Task instructions:
Restate the material word for word and leave out anything that is a picture.

Records to use:
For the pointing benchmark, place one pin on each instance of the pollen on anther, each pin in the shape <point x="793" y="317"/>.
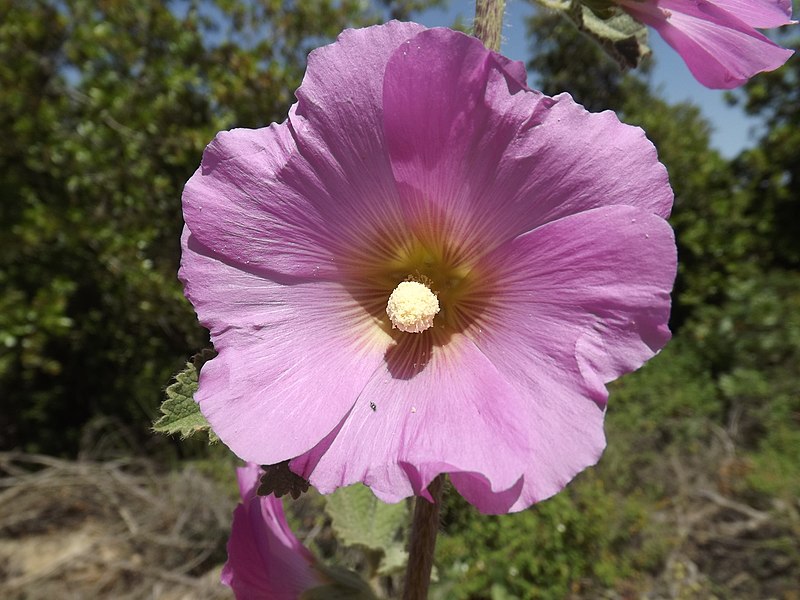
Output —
<point x="412" y="307"/>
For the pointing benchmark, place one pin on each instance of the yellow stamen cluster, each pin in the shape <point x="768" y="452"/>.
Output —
<point x="412" y="306"/>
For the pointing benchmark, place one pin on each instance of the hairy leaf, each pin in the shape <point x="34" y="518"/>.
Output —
<point x="180" y="413"/>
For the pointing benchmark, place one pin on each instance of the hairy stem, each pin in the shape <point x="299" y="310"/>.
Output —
<point x="489" y="22"/>
<point x="424" y="528"/>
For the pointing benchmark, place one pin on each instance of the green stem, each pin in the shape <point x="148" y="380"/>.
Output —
<point x="424" y="528"/>
<point x="488" y="25"/>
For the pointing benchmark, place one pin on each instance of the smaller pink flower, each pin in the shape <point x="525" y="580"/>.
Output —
<point x="265" y="559"/>
<point x="717" y="38"/>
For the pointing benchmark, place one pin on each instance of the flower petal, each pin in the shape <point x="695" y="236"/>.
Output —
<point x="762" y="14"/>
<point x="430" y="410"/>
<point x="467" y="138"/>
<point x="237" y="205"/>
<point x="293" y="355"/>
<point x="578" y="302"/>
<point x="265" y="559"/>
<point x="721" y="51"/>
<point x="337" y="124"/>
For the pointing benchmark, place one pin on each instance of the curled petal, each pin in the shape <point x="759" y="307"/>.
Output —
<point x="721" y="48"/>
<point x="265" y="559"/>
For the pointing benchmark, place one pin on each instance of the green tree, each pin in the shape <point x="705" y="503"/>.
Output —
<point x="105" y="107"/>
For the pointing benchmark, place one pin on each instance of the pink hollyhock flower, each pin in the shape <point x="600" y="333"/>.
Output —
<point x="533" y="231"/>
<point x="717" y="38"/>
<point x="265" y="559"/>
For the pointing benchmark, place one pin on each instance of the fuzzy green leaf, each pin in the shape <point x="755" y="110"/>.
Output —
<point x="622" y="37"/>
<point x="360" y="518"/>
<point x="180" y="413"/>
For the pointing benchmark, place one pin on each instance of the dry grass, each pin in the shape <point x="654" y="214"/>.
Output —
<point x="110" y="529"/>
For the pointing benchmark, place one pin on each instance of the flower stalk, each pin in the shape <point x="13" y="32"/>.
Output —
<point x="488" y="25"/>
<point x="424" y="529"/>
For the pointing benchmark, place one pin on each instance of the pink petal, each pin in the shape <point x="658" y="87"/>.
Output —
<point x="338" y="127"/>
<point x="265" y="559"/>
<point x="469" y="141"/>
<point x="237" y="204"/>
<point x="762" y="14"/>
<point x="720" y="50"/>
<point x="429" y="410"/>
<point x="293" y="355"/>
<point x="580" y="301"/>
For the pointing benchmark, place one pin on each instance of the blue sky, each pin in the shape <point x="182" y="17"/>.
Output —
<point x="732" y="129"/>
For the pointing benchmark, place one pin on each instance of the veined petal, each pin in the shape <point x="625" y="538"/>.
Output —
<point x="721" y="51"/>
<point x="762" y="14"/>
<point x="428" y="410"/>
<point x="471" y="142"/>
<point x="337" y="125"/>
<point x="237" y="204"/>
<point x="293" y="355"/>
<point x="578" y="302"/>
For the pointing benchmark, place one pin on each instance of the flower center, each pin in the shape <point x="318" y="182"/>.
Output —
<point x="412" y="306"/>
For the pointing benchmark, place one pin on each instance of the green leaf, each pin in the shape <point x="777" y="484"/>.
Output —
<point x="360" y="518"/>
<point x="395" y="559"/>
<point x="180" y="413"/>
<point x="620" y="35"/>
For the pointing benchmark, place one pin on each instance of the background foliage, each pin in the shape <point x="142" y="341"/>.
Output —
<point x="105" y="107"/>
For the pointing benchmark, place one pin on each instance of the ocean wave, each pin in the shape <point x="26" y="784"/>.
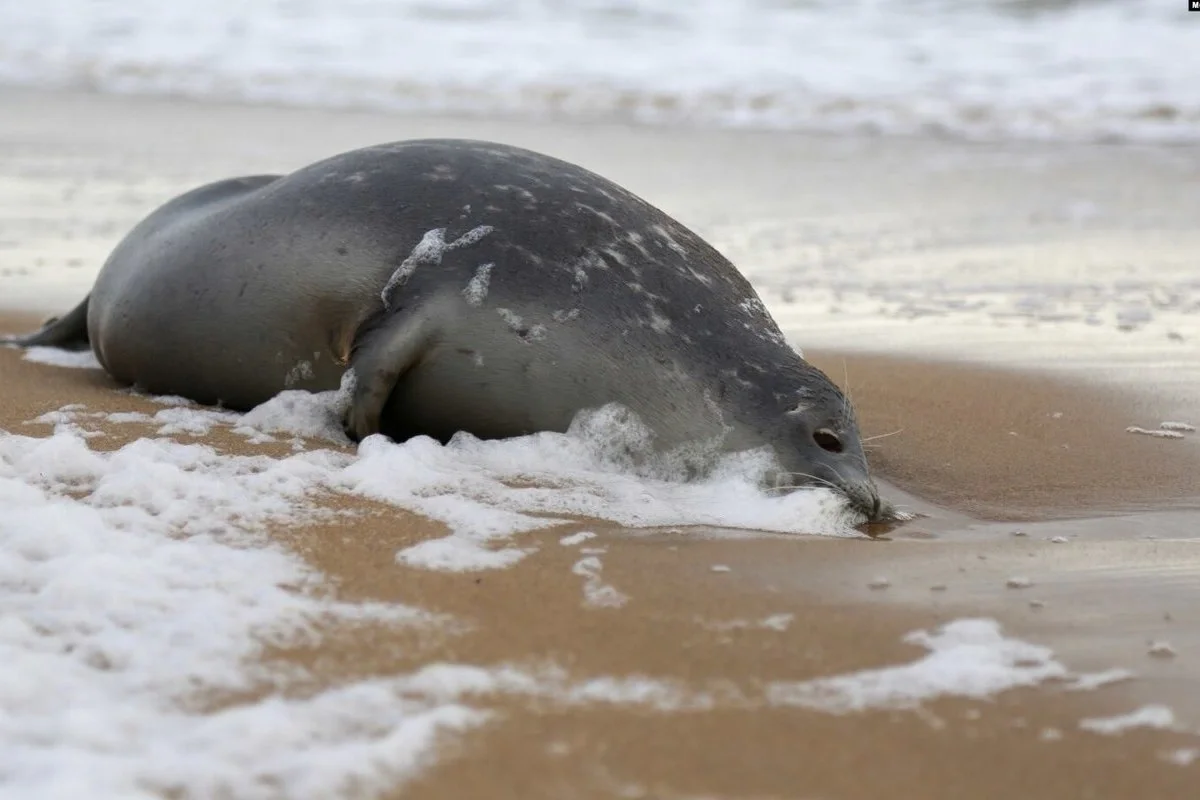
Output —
<point x="1006" y="68"/>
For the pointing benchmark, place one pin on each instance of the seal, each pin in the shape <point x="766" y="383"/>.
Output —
<point x="471" y="286"/>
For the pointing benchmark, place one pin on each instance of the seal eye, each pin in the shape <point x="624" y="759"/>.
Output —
<point x="827" y="440"/>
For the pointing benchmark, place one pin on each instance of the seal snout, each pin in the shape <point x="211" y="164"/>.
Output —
<point x="858" y="488"/>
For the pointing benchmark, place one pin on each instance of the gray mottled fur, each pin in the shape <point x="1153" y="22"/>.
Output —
<point x="472" y="286"/>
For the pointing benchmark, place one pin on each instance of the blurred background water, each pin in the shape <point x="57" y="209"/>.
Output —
<point x="1074" y="70"/>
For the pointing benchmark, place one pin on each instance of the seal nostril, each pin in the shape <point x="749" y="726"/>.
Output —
<point x="827" y="440"/>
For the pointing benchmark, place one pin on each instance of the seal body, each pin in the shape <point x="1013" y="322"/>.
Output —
<point x="471" y="286"/>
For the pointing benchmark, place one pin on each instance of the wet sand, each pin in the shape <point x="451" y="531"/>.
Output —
<point x="1104" y="593"/>
<point x="1017" y="474"/>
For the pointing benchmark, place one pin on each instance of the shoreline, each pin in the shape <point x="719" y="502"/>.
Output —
<point x="665" y="661"/>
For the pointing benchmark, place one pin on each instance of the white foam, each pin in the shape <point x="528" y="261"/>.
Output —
<point x="1084" y="71"/>
<point x="576" y="539"/>
<point x="430" y="251"/>
<point x="597" y="594"/>
<point x="135" y="584"/>
<point x="59" y="358"/>
<point x="477" y="288"/>
<point x="1147" y="716"/>
<point x="969" y="657"/>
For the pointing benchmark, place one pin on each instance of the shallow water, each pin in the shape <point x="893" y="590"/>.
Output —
<point x="240" y="611"/>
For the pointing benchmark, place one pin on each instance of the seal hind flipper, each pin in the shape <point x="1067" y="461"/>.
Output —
<point x="382" y="355"/>
<point x="69" y="332"/>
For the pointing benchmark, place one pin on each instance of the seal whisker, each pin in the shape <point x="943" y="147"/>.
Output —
<point x="882" y="435"/>
<point x="819" y="480"/>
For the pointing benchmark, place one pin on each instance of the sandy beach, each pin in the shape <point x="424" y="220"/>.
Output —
<point x="1054" y="564"/>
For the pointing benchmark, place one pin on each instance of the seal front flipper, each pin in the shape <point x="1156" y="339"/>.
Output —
<point x="379" y="360"/>
<point x="69" y="331"/>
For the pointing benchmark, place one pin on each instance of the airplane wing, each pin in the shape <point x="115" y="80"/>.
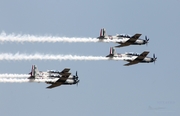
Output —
<point x="138" y="59"/>
<point x="54" y="85"/>
<point x="131" y="63"/>
<point x="130" y="41"/>
<point x="142" y="56"/>
<point x="65" y="72"/>
<point x="59" y="82"/>
<point x="124" y="44"/>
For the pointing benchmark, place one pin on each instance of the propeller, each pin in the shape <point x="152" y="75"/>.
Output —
<point x="77" y="82"/>
<point x="154" y="58"/>
<point x="146" y="40"/>
<point x="76" y="77"/>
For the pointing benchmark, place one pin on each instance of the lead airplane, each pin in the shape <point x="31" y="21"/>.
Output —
<point x="62" y="77"/>
<point x="124" y="40"/>
<point x="132" y="58"/>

Task solution:
For the pointing benchmark, place one pin on each instance of the pollen on anther, each pin in the shape <point x="793" y="317"/>.
Output —
<point x="412" y="307"/>
For the pointing benchmark, place one pin on each instance of the yellow stamen cluster, each pin in the shape <point x="768" y="452"/>.
Output —
<point x="412" y="306"/>
For the pointing benchmark, place one pin on each instance of the hairy leaf, each pin in the shape <point x="34" y="518"/>.
Output —
<point x="180" y="413"/>
For the pointing benchmark, place one pin on each instance of the hairy stem, each pin in the shape <point x="299" y="310"/>.
Output —
<point x="489" y="22"/>
<point x="424" y="528"/>
For the pointing benchmark, place one pin on each instance of the green stem, each pin in the shape <point x="148" y="380"/>.
Output —
<point x="424" y="528"/>
<point x="488" y="25"/>
For the pointing benchmark, place one pin on each instance of the smaller pink flower, each pin in the shape <point x="525" y="580"/>.
Output —
<point x="265" y="559"/>
<point x="717" y="38"/>
For the pointing benchmark, place one pin on each instance of the flower petal, each pin in the shape <point x="695" y="236"/>.
Output —
<point x="762" y="14"/>
<point x="430" y="410"/>
<point x="467" y="138"/>
<point x="237" y="205"/>
<point x="293" y="355"/>
<point x="578" y="302"/>
<point x="265" y="559"/>
<point x="721" y="51"/>
<point x="337" y="124"/>
For the pointing benchmark, place one pin on each instance of the curled petal, each pin in the shape <point x="759" y="307"/>.
Output —
<point x="721" y="48"/>
<point x="265" y="559"/>
For the pointing benchmark, place one pin on each instance of the green tree, each pin in the shape <point x="705" y="503"/>.
Output —
<point x="105" y="107"/>
For the pointing benchmark, place one pin on each instance of the pink hollyhock flower, each pin in the shape <point x="600" y="333"/>.
Output —
<point x="533" y="231"/>
<point x="717" y="38"/>
<point x="265" y="559"/>
For the pointing benchmark, place one pin on each instance of the fuzzy green leaf, each pin in the shape <point x="755" y="110"/>.
Output —
<point x="622" y="37"/>
<point x="360" y="518"/>
<point x="180" y="413"/>
For the pointing benchmark, place one pin on each instance of the dry grass, each pin in the shape <point x="654" y="214"/>.
Output —
<point x="110" y="529"/>
For the pointing benchmark, place one pin on each instance of the flower stalk, each pin in the shape <point x="13" y="32"/>.
Output —
<point x="488" y="25"/>
<point x="424" y="529"/>
For the pointing benchmark, place one pin on each instance of the pink petal, each pin in the shape <point x="658" y="87"/>.
Output —
<point x="338" y="127"/>
<point x="265" y="559"/>
<point x="469" y="141"/>
<point x="237" y="204"/>
<point x="762" y="14"/>
<point x="720" y="50"/>
<point x="429" y="410"/>
<point x="293" y="355"/>
<point x="580" y="301"/>
For the pointing benchmark, place one pin on each instance of the blue sky, each pin in the shape <point x="182" y="17"/>.
Output —
<point x="732" y="129"/>
For the pointing benchmark, place one pin on each instance of the veined petal, each pin in the shape <point x="625" y="538"/>.
Output —
<point x="721" y="51"/>
<point x="762" y="14"/>
<point x="428" y="410"/>
<point x="471" y="142"/>
<point x="337" y="125"/>
<point x="237" y="204"/>
<point x="293" y="355"/>
<point x="578" y="302"/>
For the pointing benchmark, place one pin on each instance of the flower center, each pin in the shape <point x="318" y="182"/>.
Output —
<point x="412" y="306"/>
For the pointing benchmark, place one pin on each instance of the green leaf, each pin in the shape <point x="777" y="484"/>.
Output —
<point x="360" y="518"/>
<point x="395" y="559"/>
<point x="180" y="413"/>
<point x="620" y="35"/>
For the pointing benchmark, place one pin on each instance of the background foliage, each pin in the shape <point x="142" y="341"/>.
Output —
<point x="105" y="107"/>
For the pointing benchmark, place one pin on each instance of the ocean wave, each pin in the shape <point x="26" y="784"/>.
Output —
<point x="1006" y="68"/>
For the pointing benchmark, place one pin on each instance of the seal, each pin in the shape <point x="766" y="383"/>.
Output —
<point x="471" y="286"/>
For the pointing benchmark, place one pin on each instance of the seal eye, each pin in the shape <point x="624" y="759"/>.
Output —
<point x="827" y="440"/>
For the pointing benchmark, place one pin on each instance of the seal snout, each pin in the shape <point x="211" y="164"/>.
Output —
<point x="858" y="488"/>
For the pointing benchmark, place one pin on each instance of the gray mottled fur, each pin in the shape <point x="1153" y="22"/>.
Output —
<point x="472" y="286"/>
For the pointing benchmark, place one pin on each instance of the blurred background water, each pin in the shape <point x="57" y="209"/>.
Output —
<point x="1074" y="70"/>
For the pointing benchmark, place one pin on each instance of the seal nostril, each pin in the shape <point x="749" y="726"/>.
Output —
<point x="827" y="440"/>
For the pointing benchmark, place one pin on each instance of the seal body, each pin in the shape <point x="1013" y="322"/>.
Output —
<point x="471" y="286"/>
For the pointing benchmark, place one pin on each instance of the wet sand, each pin in the shape <point x="451" y="531"/>.
Output —
<point x="1104" y="593"/>
<point x="1017" y="474"/>
For the pointing benchmark, place one pin on each instance of the shoreline, each pin in the shape <point x="719" y="502"/>.
Output —
<point x="665" y="661"/>
For the pointing benchmark, place one pin on each instance of the white foam, each pin in the shape <point x="528" y="261"/>.
Output —
<point x="1084" y="71"/>
<point x="576" y="539"/>
<point x="430" y="251"/>
<point x="597" y="594"/>
<point x="135" y="584"/>
<point x="59" y="358"/>
<point x="477" y="288"/>
<point x="1147" y="716"/>
<point x="969" y="657"/>
For the pointing benchmark, place one pin on each instance of the shallow water, each pin in the shape <point x="893" y="590"/>.
Output —
<point x="240" y="611"/>
For the pointing benchmark, place one pin on each instance of the seal hind flipper, each pin in the shape <point x="1067" y="461"/>.
Output —
<point x="382" y="355"/>
<point x="69" y="332"/>
For the pointing benchmark, place one pin on each instance of the seal whisker, each pin in the shape <point x="943" y="147"/>.
Output —
<point x="882" y="435"/>
<point x="819" y="480"/>
For the pointing benchmark, place one pin on each instance of the sandy beach, each pin in the shape <point x="424" y="220"/>.
Output —
<point x="1054" y="564"/>
For the pointing benchmark, place one pin on each instance of the seal front flipper, each pin in the shape <point x="1156" y="339"/>.
Output —
<point x="379" y="360"/>
<point x="69" y="331"/>
For the pointing benchmark, place one pin on each instance of the airplane wing, each pin in the shape <point x="115" y="80"/>.
Output —
<point x="138" y="59"/>
<point x="54" y="85"/>
<point x="131" y="63"/>
<point x="130" y="41"/>
<point x="142" y="56"/>
<point x="65" y="72"/>
<point x="59" y="82"/>
<point x="124" y="44"/>
For the pointing benchmark, place one pin on each instance of the propeller, each pin in the shape <point x="152" y="75"/>.
Output —
<point x="77" y="82"/>
<point x="154" y="58"/>
<point x="146" y="40"/>
<point x="76" y="77"/>
For the pointing benchmark, place one pin on each instance of the lead airplane, each pin in the shape <point x="31" y="21"/>.
Output —
<point x="62" y="77"/>
<point x="124" y="40"/>
<point x="132" y="58"/>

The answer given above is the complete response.